-- EXTRACTED TEXT --
>>>

Petitioner's Post Conviction Relief ("PCR") action was filed on March 7, 2001, leaving 28 days of untolled time (February 5, 2001 to March 7, 2001). When petitioner's PCR action concluded on May 5, 2006 (after the issuance of the remittitur on his PCR appeal), the present petition was filed on April 18, 2007 leaving an additional 346 days untolled. Coupled with the 28 days, a total of 374 days was untolled which goes beyond the 365-day or one-year statute of limitations provided by the AEDPA.
The Magistrate Judge's Report and Recommendation contains a scrivener's error referring to the date the petitioner filed his habeas petition as April 18, 2006. The petition was actually filed on April 18, 2007.
Petitioner asserts his basis for equitable tolling is insufficient procedural instruction. He contends that the only legal material he had in the prison library was a "grossly outdated" 1990 supplement of 28 U.S.C. § 2254. Petitioner contends he made diligent efforts to get updated copies of the statute, but that prison officials failed to obtain the updated copies for the prison law library. Petitioner states that he is not ignorant of the law, but that because of his lack of access to the proper statute, he had a flawed knowledge of procedural rules, thus the late petition.
Equitable tolling of the limitation period is appropriate only when a petitioner presents (1) extraordinary circumstances, (2) beyond his control or external to his own conduct, (3) that prevented his from filing on time. "[A]ny resort to equity must be reserved for those rare instances where — due to circumstances external to the party's own conduct — it would be unconscionable to enforce the limitation period against the party and gross injustices would result." Harris v. Hutchinson, 209 F.3d 325, 330 (4th Cir. 2000).
As the Fourth Circuit further noted in Harris, rarely will circumstances warrant equitable tolling:
[A]ny invocation of equity to relieve the strict application of a statute of limitations must be guarded and infrequent, lest circumstances of individualized hardship supplant the rules of clearly drafted statutes. To apply equity generously would loose the rule of law to whims about the adequacy of excuses, divergent responses to claims of hardship, and subjective notions of fair accommodation. We believe, therefore, that any resort to equity must be reserved for those rare instances where-due to circumstances external to the party's own conduct-it would be unconscionable to enforce the limitation period against the party and gross injustice would result.

<<<

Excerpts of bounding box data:
>>>

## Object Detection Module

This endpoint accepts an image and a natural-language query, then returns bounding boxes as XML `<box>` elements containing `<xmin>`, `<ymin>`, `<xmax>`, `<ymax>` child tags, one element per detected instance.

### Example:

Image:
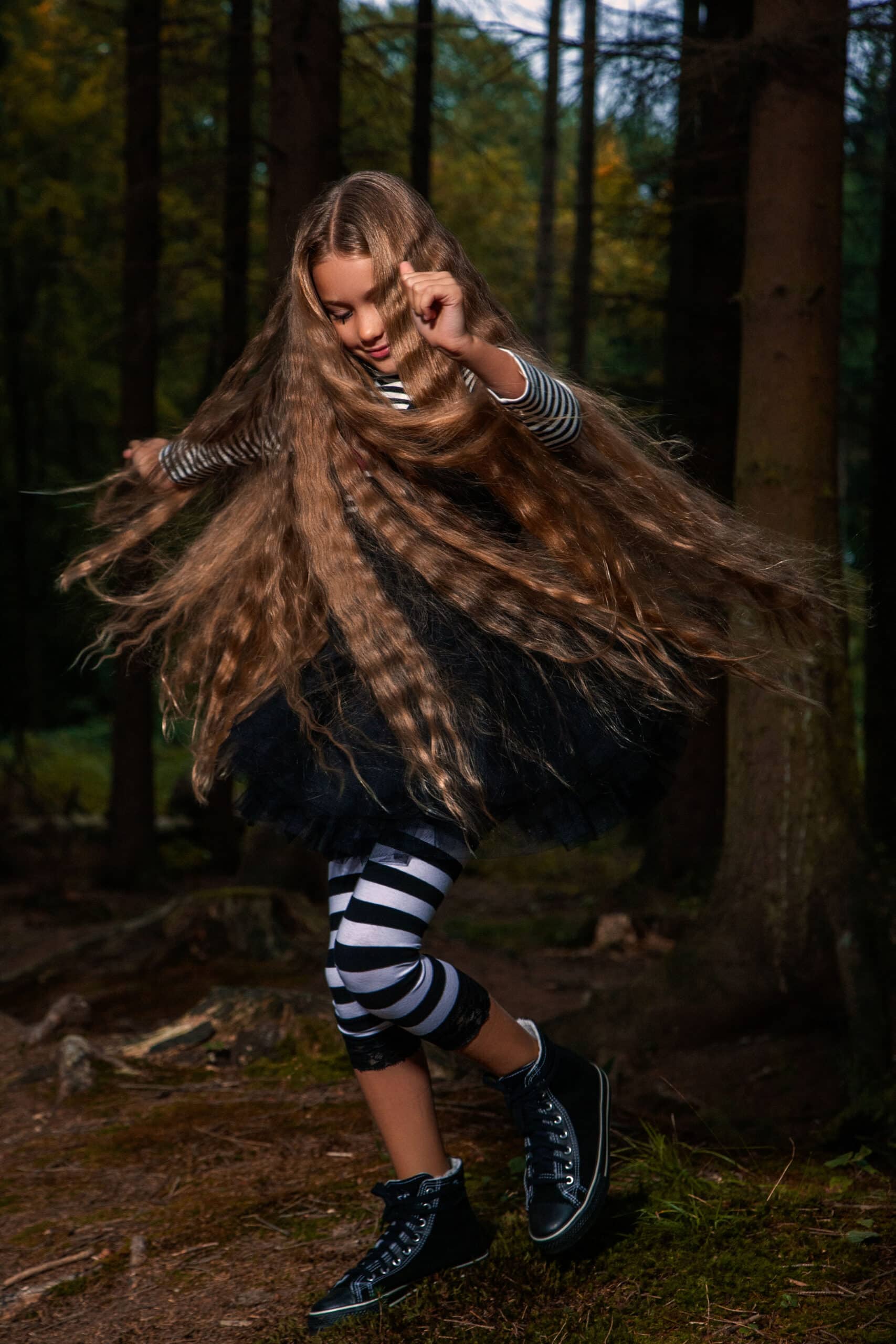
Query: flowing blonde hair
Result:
<box><xmin>60</xmin><ymin>172</ymin><xmax>834</xmax><ymax>825</ymax></box>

<<<

-- GIVEN TASK --
Write what comes next in the court ruling on the late habeas petition, picking up after its last sentence.

-- THE RESULT --
This court does not find petitioner has presented extraordinary circumstances making it impossible for petitioner to file his claims on time. See Rouse v. Lee 339 F.3d 238 (4th Cir. 2003). Because he filed his petition before allegedly becoming aware of AEDPA's statutory requirements, the petitioner's unawareness of the law arguably has not prevented in some extraordinary way his assertion of his rights. Furthermore, the alleged inadequacy of the law library does not toll the statute of limitations. Lewis v. Casey 518 U.S. 343, 351 (1996) (because inmates have no "freestanding right to a law library or legal assistance, an inmate cannot establish relevant actual injury simply by" challenging the adequacy of the prison's law library."); see also Helton v. Secretary for Dept. of Corrections, 259 F.3d 1310, 1314 (11th Cir. 2001) ("rejecting claim of equitable tolling based on allegation of law library deficiency where petitioner failed to show "any independent efforts he made to determine when the relevant limitations period began to run"); see also Gibson v. Klinger, 232 F.3d 799, 808 (10th Cir. 2000) ("a petitioner must diligently pursue his federal habeas claims; a claim of insufficient access to relevant law, such as AEDPA, is not enough to support equitable tolling"); Miller v. Marr, 141 F.3d 976, 978 (10th Cir. 1998) (rejecting similar claim where no proof of diligence, noting "[i]t is not enough to say that the . . . facility lacked all relevant statutes and case law or that the procedure to request specific materials was inadequate").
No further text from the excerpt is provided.